Entradas de la colección:
+ + +

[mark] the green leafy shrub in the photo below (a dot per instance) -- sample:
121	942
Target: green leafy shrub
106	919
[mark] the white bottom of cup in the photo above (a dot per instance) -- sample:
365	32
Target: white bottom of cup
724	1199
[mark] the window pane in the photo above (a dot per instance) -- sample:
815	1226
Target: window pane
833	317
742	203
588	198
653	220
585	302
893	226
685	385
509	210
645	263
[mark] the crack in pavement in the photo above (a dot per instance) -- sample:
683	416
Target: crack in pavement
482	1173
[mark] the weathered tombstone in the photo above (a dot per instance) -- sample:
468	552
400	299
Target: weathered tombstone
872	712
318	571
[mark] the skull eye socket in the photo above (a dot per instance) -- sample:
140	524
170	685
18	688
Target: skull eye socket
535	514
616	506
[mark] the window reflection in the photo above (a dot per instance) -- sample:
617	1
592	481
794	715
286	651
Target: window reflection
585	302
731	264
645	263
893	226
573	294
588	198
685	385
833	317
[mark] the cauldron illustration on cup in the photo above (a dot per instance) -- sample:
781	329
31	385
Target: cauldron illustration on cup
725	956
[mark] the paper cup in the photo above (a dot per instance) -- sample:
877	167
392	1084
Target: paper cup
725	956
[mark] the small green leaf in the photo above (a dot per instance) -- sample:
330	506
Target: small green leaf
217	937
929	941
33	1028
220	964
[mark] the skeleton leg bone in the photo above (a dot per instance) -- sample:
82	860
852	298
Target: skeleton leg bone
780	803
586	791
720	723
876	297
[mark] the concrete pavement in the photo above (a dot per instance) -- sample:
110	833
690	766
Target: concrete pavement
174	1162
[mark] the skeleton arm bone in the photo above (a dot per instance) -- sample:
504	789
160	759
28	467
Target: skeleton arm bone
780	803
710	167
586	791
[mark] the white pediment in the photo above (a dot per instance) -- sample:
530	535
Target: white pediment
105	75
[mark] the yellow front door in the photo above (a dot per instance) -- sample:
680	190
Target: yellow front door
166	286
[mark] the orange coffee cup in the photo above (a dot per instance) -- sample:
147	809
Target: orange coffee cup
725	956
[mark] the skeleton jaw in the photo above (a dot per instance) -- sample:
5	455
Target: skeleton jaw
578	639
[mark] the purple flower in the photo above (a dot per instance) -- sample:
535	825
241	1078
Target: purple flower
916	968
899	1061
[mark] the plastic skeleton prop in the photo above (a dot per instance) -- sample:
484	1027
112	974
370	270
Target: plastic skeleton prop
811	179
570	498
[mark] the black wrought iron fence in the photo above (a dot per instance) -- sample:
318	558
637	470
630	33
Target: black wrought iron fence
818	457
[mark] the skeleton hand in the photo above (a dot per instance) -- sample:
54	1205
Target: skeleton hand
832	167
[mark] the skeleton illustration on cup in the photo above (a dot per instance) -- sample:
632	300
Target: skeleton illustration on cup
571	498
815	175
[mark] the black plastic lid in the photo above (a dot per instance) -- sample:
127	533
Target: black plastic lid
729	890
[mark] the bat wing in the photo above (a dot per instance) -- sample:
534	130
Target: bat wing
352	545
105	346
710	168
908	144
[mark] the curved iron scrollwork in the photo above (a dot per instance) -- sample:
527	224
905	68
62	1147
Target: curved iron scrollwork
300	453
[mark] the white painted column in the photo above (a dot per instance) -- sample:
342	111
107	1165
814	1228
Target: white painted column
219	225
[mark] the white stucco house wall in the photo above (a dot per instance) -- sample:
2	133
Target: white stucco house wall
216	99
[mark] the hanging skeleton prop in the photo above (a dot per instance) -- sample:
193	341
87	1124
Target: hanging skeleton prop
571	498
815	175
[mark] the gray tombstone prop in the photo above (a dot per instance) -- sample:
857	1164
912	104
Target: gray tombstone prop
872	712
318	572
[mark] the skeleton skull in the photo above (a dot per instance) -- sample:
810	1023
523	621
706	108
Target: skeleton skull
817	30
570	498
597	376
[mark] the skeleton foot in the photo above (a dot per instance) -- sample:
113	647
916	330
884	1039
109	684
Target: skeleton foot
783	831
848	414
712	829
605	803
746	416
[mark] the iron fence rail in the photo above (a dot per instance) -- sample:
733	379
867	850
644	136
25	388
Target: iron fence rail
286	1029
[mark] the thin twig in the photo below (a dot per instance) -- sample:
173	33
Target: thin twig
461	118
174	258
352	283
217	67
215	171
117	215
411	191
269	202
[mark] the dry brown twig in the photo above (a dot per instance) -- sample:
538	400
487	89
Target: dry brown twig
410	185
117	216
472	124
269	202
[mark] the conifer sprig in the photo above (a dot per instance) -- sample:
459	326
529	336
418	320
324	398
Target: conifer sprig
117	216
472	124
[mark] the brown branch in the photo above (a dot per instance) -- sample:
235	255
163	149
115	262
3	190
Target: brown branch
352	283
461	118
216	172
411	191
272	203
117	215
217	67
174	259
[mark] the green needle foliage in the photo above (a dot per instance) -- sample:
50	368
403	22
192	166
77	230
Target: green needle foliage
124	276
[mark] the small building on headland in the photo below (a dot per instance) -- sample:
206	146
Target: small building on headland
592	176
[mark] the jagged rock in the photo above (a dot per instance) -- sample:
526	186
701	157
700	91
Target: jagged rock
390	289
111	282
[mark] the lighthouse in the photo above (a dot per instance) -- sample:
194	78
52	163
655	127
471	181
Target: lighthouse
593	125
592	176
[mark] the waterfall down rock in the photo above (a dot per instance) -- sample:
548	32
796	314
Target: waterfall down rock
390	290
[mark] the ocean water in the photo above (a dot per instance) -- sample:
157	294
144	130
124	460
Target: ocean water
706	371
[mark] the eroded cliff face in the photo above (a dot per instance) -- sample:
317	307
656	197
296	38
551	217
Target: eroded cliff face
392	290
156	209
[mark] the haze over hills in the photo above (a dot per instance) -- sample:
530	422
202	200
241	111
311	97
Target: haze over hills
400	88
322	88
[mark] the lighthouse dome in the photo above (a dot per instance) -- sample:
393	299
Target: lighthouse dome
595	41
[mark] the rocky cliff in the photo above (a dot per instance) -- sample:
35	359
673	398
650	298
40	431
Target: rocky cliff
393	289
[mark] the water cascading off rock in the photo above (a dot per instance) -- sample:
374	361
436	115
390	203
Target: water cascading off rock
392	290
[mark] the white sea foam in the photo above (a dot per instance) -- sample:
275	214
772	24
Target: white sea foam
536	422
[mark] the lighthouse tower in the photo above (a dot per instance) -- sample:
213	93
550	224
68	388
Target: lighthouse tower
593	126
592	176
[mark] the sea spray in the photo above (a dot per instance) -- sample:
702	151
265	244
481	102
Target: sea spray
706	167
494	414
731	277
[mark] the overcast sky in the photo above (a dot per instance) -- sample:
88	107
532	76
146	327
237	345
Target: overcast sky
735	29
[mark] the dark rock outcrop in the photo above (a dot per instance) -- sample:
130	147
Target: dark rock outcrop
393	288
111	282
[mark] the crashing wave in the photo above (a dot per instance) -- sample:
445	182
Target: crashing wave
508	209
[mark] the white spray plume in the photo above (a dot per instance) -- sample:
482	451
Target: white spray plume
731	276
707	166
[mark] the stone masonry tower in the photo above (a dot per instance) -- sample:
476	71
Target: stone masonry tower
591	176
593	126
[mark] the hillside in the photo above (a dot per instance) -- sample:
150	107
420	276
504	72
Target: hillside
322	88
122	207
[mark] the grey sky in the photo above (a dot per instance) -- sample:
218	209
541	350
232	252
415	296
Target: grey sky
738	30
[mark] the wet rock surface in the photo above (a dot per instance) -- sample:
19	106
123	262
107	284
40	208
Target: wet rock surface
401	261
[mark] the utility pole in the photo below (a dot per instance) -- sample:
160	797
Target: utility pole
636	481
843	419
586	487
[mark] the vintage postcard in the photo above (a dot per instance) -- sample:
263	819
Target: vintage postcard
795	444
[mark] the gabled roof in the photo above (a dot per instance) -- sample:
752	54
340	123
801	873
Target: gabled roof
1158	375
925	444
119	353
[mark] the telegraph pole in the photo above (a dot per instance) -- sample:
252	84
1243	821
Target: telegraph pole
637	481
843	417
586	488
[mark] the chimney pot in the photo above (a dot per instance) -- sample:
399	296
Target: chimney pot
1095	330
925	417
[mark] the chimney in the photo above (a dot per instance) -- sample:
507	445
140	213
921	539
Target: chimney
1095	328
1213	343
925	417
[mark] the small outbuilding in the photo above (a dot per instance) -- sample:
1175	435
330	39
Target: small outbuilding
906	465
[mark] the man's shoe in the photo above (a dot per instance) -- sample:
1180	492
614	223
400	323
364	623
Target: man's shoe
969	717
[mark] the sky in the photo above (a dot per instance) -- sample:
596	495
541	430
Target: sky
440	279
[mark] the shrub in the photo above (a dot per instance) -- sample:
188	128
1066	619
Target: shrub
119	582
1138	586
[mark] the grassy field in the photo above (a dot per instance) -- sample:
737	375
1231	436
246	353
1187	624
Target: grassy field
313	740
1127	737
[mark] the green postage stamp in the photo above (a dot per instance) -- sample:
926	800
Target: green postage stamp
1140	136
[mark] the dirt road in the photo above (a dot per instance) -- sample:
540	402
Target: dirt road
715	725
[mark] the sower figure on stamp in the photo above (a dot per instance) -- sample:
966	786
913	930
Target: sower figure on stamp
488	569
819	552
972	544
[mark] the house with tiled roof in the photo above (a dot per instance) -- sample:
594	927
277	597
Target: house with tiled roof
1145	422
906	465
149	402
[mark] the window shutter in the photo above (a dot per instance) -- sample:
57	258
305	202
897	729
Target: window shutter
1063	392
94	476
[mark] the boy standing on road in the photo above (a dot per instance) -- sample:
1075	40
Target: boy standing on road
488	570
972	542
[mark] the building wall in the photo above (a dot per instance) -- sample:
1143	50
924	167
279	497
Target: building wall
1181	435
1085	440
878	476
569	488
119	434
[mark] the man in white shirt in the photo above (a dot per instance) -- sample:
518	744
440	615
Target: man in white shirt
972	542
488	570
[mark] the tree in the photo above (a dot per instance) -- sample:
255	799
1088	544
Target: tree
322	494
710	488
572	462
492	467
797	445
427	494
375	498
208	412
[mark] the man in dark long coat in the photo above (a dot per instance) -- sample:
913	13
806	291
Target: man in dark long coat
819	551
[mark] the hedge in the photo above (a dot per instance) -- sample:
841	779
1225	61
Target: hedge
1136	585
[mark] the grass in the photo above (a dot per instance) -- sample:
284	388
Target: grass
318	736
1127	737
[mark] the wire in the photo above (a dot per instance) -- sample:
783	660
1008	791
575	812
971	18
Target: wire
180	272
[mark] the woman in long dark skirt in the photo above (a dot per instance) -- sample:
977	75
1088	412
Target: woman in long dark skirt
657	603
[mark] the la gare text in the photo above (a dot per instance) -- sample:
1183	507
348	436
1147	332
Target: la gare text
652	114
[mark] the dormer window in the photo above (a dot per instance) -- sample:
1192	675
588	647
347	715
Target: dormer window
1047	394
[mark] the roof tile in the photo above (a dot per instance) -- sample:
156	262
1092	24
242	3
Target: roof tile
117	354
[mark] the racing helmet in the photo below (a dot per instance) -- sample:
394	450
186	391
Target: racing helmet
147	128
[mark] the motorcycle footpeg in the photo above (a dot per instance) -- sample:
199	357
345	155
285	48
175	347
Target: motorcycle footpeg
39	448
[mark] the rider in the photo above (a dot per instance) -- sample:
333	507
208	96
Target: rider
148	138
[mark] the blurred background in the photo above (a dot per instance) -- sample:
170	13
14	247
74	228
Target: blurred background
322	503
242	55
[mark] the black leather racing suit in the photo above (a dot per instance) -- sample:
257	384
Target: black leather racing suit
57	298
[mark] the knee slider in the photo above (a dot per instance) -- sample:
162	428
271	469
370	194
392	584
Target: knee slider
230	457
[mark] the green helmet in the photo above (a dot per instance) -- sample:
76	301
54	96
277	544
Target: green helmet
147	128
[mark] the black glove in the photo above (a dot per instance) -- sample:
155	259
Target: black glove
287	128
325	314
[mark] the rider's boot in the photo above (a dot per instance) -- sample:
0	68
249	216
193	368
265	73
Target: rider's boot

+ + +

- **Enunciado escrito**
Vuelve a escribir todas las líneas de los datos de arriba entre la que contiene "[mark] the black leather" y el final, ambas incluidas, con sus peticiones. Multiplica por 2,35 solo las coordenadas de las respuestas, no las de las muestras, y redondea cada resultado al entero más cercano, con los medios hacia arriba.

- **Respuesta del ejercicio**
[mark] the black leather racing suit in the photo above (a dot per instance) -- sample:
257	384
Target: black leather racing suit
134	700
[mark] the knee slider in the photo above (a dot per instance) -- sample:
162	428
271	469
370	194
392	584
Target: knee slider
541	1074
[mark] the green helmet in the photo above (a dot per instance) -- sample:
76	301
54	96
277	544
Target: green helmet
345	301
[mark] the black glove in the photo above (a dot per instance) -- sample:
155	259
Target: black glove
674	301
764	738
[mark] the rider's boot in the photo above (a dot per instance) -- sample:
0	68
249	216
193	368
265	73
Target: rider's boot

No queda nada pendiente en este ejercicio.